Show every line of the entries below that contains the string "building", treating uppercase and lowercase as different.

──────── RECORDS SHOWN ────────

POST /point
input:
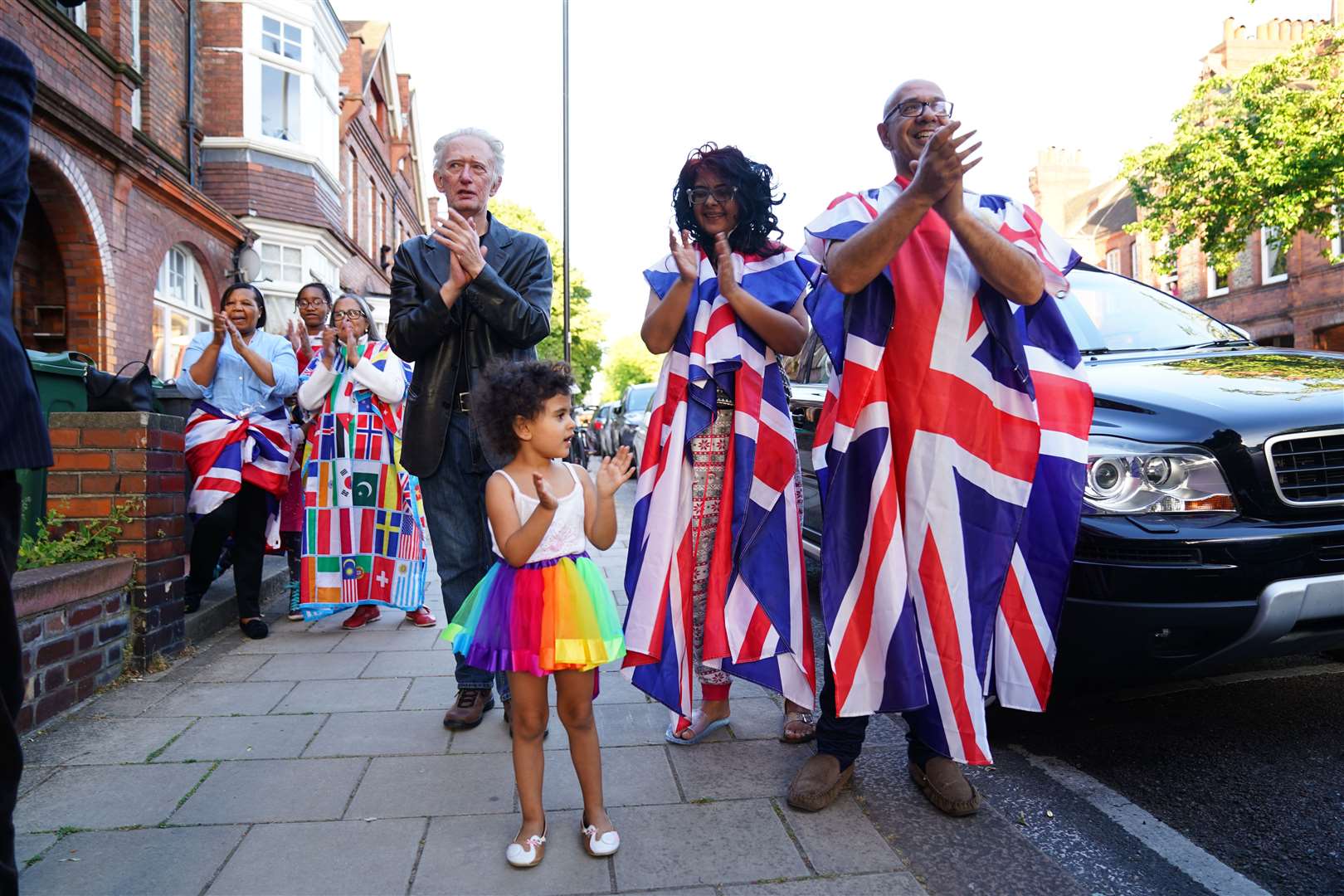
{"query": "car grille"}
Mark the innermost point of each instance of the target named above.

────────
──────── RECORDS SHOWN ────────

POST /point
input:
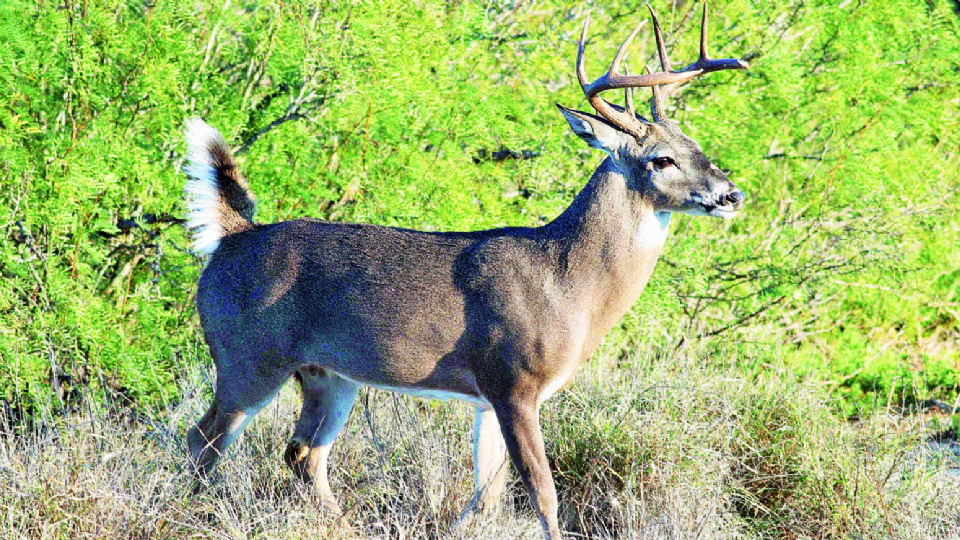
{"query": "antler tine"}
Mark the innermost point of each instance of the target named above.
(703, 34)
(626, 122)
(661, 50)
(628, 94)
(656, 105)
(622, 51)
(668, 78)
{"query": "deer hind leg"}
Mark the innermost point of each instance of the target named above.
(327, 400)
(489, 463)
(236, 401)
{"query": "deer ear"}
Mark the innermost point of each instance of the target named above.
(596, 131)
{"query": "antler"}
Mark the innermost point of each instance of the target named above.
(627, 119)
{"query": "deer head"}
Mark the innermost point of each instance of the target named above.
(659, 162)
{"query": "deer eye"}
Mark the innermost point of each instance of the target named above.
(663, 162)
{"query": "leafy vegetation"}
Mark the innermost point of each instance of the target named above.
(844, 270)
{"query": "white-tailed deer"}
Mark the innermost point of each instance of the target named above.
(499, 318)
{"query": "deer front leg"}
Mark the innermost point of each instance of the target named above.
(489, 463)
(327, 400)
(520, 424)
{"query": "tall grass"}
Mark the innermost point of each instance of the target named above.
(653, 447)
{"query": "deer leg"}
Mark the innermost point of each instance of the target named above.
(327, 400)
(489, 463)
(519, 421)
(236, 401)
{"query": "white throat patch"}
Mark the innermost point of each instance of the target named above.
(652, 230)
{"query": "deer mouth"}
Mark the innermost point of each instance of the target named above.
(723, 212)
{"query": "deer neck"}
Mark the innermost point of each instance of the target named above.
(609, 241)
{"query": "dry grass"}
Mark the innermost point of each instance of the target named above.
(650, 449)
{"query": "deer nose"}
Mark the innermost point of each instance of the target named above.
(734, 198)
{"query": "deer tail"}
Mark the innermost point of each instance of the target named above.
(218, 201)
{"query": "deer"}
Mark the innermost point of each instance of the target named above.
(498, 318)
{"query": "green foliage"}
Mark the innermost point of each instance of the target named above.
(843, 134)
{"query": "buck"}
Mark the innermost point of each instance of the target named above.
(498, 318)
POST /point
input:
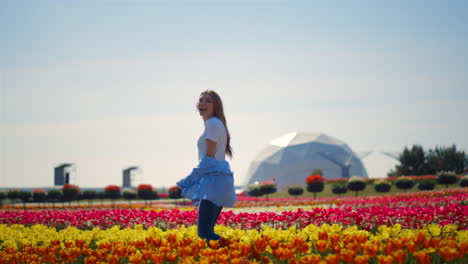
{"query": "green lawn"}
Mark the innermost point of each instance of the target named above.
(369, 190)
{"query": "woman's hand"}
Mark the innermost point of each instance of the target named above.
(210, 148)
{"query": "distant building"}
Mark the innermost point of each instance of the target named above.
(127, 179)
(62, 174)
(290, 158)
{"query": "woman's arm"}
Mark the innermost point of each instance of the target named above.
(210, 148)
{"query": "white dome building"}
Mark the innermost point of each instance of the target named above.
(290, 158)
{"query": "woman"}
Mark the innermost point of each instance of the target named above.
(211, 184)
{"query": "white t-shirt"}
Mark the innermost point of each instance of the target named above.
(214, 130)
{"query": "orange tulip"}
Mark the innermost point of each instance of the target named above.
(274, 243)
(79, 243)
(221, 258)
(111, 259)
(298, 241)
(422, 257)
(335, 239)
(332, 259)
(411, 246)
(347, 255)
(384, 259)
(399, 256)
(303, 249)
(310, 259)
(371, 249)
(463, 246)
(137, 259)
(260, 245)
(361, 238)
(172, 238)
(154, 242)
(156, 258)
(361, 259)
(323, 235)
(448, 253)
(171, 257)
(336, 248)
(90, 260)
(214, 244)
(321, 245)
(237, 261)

────────
──────── RECORDS SHOWN ────────

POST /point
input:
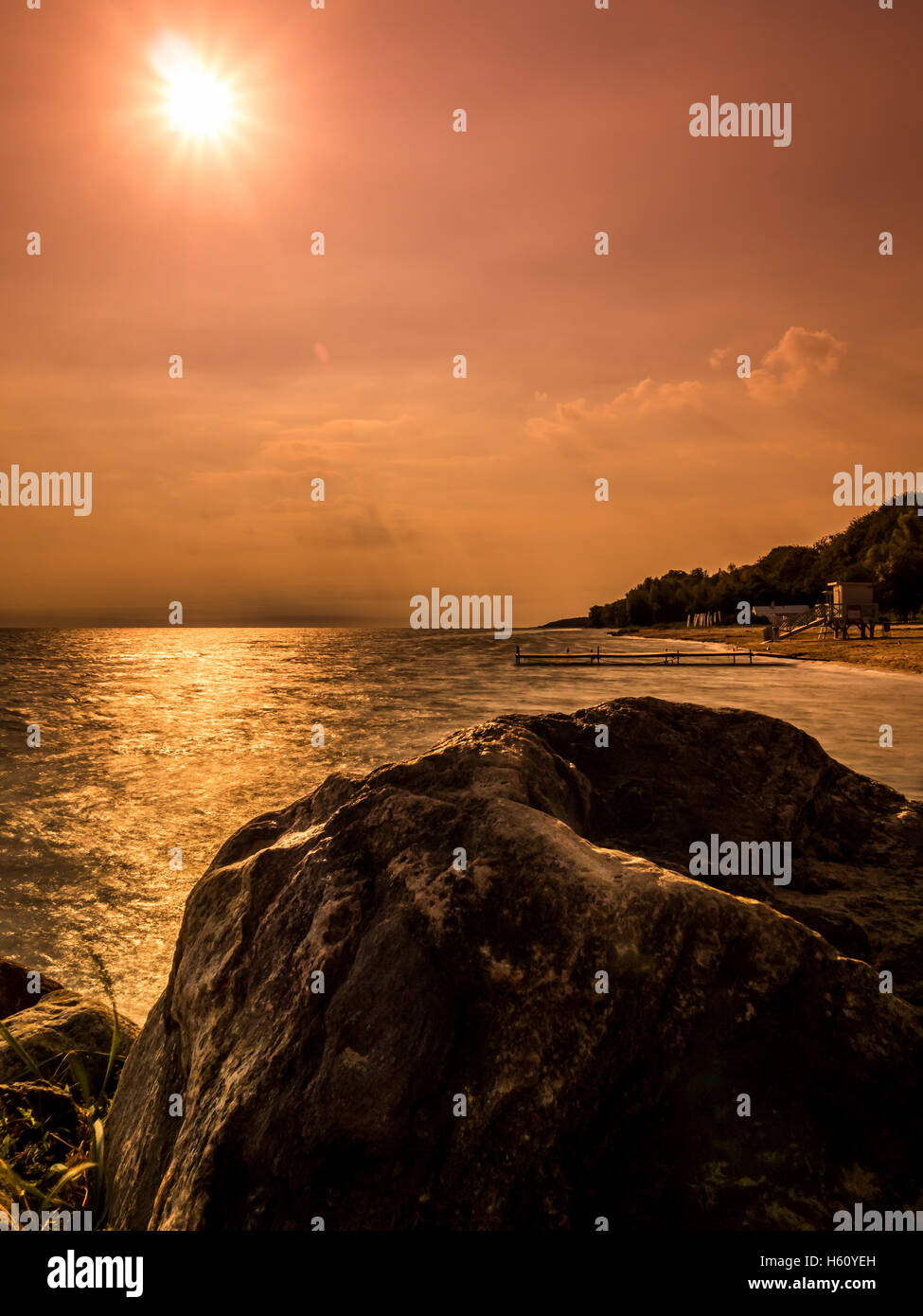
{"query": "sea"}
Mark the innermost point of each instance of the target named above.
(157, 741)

────────

# ANSWER TO THIS TASK
{"query": "distant building"}
{"query": "white dome building"}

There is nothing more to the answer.